#### TEXT EXCERPT
The Zodiac Crimes and ‘Zynchronicity’

Image: Michael Novak
In the Zodiac crimes, there’s a word for the phenomenon of overlapping and seemingly improbable coincidence: “Zynchronicity is everywhere in this case,” says Tom Voigt, the Portland-based founder of ZodiacKiller.com. “You wind up chasing shadows.” Here is just some of the Zynchronicity around Richard Gaikowski one can find in the Zodiac websphere, including Voigt’s website, Reddit, documentary film footage, and other sources. There is more, much more, and plenty of reasonable doubt to cast upon all of it, too.
In the Codes
Gaikowski used phonetic abbreviations of his name in his personal and professional life. In the first round of codes sent to newspapers July 31, 1969, in which the Zodiac promises to reveal his identity, the letters G Y K E can be clearly seen in a line of code. This first cipher, known as the Z408 for its number of characters, was for decades the only confirmed Zodiac cipher to be solved, using a key developed by amateur code-cracking newspaper readers. In the solution, the letters GYKE solve to AUSE—part of the word “because”—giving the first two syllables of Gaikowski’s last name. After 51 years, the cipher known as Z340 was cracked by a team of citizen detectives and confirmed by the FBI in December 2020.
########
#### GIVEN MATERIAL
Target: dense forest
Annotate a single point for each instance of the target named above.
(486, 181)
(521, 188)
########
**WHAT THE TASK REQUIRES**
Please copy the Zodiac article word for word, everything from "In the Codes" down to "in December 2020.".

**YOUR SOLUTION**
In the Codes
Gaikowski used phonetic abbreviations of his name in his personal and professional life. In the first round of codes sent to newspapers July 31, 1969, in which the Zodiac promises to reveal his identity, the letters G Y K E can be clearly seen in a line of code. This first cipher, known as the Z408 for its number of characters, was for decades the only confirmed Zodiac cipher to be solved, using a key developed by amateur code-cracking newspaper readers. In the solution, the letters GYKE solve to AUSE—part of the word “because”—giving the first two syllables of Gaikowski’s last name. After 51 years, the cipher known as Z340 was cracked by a team of citizen detectives and confirmed by the FBI in December 2020.